> **The request**: Rewrite the data below with "orange patch" replaced by "orange spot" throughout, keeping everything else the same. Omit the pictures from your answer.

Some records:
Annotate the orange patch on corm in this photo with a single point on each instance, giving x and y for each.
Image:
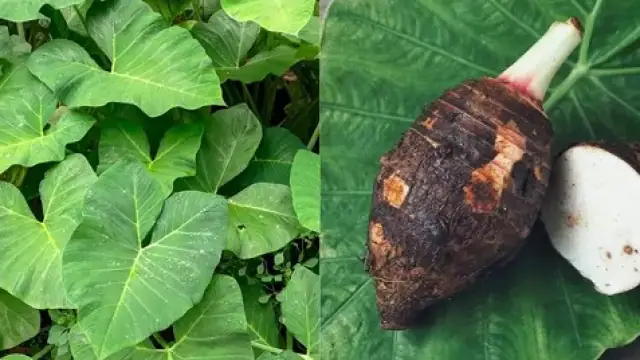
(395, 190)
(380, 248)
(573, 220)
(537, 171)
(429, 122)
(494, 177)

> **The result**:
Annotate the orange spot on corm in this photo with a single point on each instance, giving x and y for each.
Image:
(395, 190)
(380, 248)
(573, 220)
(537, 171)
(429, 122)
(494, 177)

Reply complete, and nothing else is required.